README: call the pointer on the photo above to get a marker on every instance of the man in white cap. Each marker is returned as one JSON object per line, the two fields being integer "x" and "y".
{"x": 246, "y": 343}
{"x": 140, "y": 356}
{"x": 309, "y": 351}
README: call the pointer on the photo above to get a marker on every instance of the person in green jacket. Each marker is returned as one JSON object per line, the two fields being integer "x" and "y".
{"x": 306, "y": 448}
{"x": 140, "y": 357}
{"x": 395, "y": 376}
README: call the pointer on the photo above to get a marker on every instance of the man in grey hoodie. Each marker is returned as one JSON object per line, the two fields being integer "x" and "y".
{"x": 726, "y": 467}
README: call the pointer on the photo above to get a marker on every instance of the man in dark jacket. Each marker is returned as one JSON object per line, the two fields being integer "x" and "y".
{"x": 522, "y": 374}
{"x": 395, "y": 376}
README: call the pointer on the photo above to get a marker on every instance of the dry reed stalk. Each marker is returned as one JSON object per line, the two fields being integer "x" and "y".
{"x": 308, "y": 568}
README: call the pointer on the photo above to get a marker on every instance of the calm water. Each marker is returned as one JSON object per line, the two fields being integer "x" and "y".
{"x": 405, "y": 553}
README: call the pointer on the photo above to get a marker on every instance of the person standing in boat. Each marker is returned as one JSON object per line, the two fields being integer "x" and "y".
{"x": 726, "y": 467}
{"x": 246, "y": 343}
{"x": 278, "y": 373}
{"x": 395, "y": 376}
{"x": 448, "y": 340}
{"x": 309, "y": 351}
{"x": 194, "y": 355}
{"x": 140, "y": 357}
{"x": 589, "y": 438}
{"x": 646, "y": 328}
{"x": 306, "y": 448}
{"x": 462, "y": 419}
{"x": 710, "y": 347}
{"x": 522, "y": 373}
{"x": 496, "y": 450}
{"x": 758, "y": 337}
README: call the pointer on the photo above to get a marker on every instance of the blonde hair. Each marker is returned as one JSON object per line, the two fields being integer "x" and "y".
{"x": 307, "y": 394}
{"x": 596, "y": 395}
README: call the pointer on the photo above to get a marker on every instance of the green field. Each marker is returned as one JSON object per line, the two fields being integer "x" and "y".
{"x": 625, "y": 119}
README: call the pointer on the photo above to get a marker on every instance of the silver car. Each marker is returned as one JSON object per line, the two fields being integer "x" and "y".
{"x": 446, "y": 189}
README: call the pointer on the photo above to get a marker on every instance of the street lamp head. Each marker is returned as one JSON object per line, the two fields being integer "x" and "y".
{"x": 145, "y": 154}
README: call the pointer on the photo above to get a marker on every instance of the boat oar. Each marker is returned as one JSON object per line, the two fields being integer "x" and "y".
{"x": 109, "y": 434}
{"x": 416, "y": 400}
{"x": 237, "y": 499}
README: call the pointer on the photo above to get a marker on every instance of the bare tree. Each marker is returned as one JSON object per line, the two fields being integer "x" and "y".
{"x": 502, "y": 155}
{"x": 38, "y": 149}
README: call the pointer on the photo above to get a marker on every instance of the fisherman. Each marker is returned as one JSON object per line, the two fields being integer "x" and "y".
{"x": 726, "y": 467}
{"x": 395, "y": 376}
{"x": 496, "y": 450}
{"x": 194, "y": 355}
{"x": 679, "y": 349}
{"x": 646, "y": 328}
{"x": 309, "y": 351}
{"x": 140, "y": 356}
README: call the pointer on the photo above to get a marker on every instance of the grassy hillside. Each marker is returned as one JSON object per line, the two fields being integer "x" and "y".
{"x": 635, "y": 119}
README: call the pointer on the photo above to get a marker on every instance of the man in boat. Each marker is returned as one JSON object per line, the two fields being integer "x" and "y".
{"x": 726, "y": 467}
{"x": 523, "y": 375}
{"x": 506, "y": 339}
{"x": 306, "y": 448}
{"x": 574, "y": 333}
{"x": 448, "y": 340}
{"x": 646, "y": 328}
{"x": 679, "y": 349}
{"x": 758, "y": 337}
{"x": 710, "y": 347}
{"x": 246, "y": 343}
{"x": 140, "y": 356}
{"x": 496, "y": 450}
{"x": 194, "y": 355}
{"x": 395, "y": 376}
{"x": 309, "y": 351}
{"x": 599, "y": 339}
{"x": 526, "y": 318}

About this exercise: Beginning with the first line and ending with the last, restate the data word for word.

Result of the exercise:
README: call the pointer on the photo above to get a marker on every instance of the man in white cap. Each marker is returned as one JSON object per line, the two fields being integer "x" and "y".
{"x": 246, "y": 343}
{"x": 140, "y": 356}
{"x": 309, "y": 351}
README: call the pointer on the photo above to get a marker on every instance of the person in green jacket. Each marker is returned as one JSON object per line, the two fields being integer "x" and "y".
{"x": 306, "y": 448}
{"x": 140, "y": 357}
{"x": 395, "y": 376}
README: call the pointer on the photo above to get a marker on every instance of the man in grey hoodie. Each marker is returned as one JSON object per line, the two fields being integer "x" and "y".
{"x": 726, "y": 467}
README: call the pointer on the photo above to get a marker on every instance of the man in dark jacket. Each marker is returned as one JSON object per line, the two fields being integer "x" and "y".
{"x": 522, "y": 374}
{"x": 395, "y": 376}
README: call the pointer on the photo above to get a marker on every instance of the dry reed stalk. Each marker is returned as one JSON object per line, the two fields being integer "x" and "y".
{"x": 308, "y": 568}
README: call the pointer on the photo above to get a marker on every instance of the calm water. Each marker is returned as one JSON object per line, the two fields being integer "x" and "y".
{"x": 405, "y": 553}
README: call the pointer on the photo above to get a marker on every instance of the person standing in boat. Each marker is returned as one JSON object per line, the two fields being integer "x" and "y".
{"x": 726, "y": 467}
{"x": 246, "y": 343}
{"x": 278, "y": 373}
{"x": 395, "y": 376}
{"x": 448, "y": 340}
{"x": 309, "y": 351}
{"x": 194, "y": 355}
{"x": 140, "y": 357}
{"x": 589, "y": 438}
{"x": 646, "y": 328}
{"x": 306, "y": 448}
{"x": 462, "y": 419}
{"x": 710, "y": 347}
{"x": 522, "y": 373}
{"x": 496, "y": 450}
{"x": 758, "y": 337}
README: call the pointer on the photo above to get a marker on every instance of the blonde hair. Each marker is returned as one JSON object per line, the two fields being integer "x" and "y".
{"x": 307, "y": 394}
{"x": 596, "y": 395}
README: call the pointer on the photo above to get a marker on every instance of the green field. Each marker is returned as one JSON object per line, the two fields being integer "x" and "y".
{"x": 625, "y": 119}
README: call the pointer on the photo above to get a marker on every instance of the silver car. Each marker is returned as one JSON object per line, the two fields being integer "x" and "y".
{"x": 446, "y": 189}
README: call the pointer on the photo above to get a marker on every instance of the street lamp head. Each marker is returned as one JSON object per line, the two fields being integer "x" and "y".
{"x": 145, "y": 154}
README: call the pointer on the photo above to get a marker on every instance of the boat oar. Each marker is returned as one JSON object per line, the two fields being integer "x" and "y".
{"x": 109, "y": 434}
{"x": 416, "y": 400}
{"x": 237, "y": 499}
README: call the pointer on the photo above to get a marker on every instance of the bare tree. Each marker is returned as one JSON object per line, the two fields being integer "x" and "y".
{"x": 502, "y": 155}
{"x": 38, "y": 149}
README: call the pointer on the photo above to get a marker on every instance of the fisherman. Each marker is returned as one JSON object per line, the two fields being integer "x" and "y".
{"x": 726, "y": 467}
{"x": 395, "y": 376}
{"x": 496, "y": 450}
{"x": 194, "y": 355}
{"x": 679, "y": 349}
{"x": 646, "y": 328}
{"x": 309, "y": 351}
{"x": 140, "y": 356}
README: call the pointer on the photo above to get a marker on every instance of the grassy hillside. Each marker is returned as one JSON object per line, the two fields being integer "x" and "y".
{"x": 635, "y": 119}
README: call the pointer on the photo above to get a marker on every instance of the man in boat. Each marker is returned as one JSON object per line, the two fields being integer "x" and "y".
{"x": 726, "y": 467}
{"x": 523, "y": 375}
{"x": 506, "y": 339}
{"x": 306, "y": 448}
{"x": 574, "y": 333}
{"x": 448, "y": 340}
{"x": 646, "y": 328}
{"x": 679, "y": 349}
{"x": 758, "y": 337}
{"x": 710, "y": 347}
{"x": 246, "y": 343}
{"x": 140, "y": 356}
{"x": 496, "y": 450}
{"x": 194, "y": 355}
{"x": 395, "y": 376}
{"x": 309, "y": 351}
{"x": 599, "y": 339}
{"x": 526, "y": 318}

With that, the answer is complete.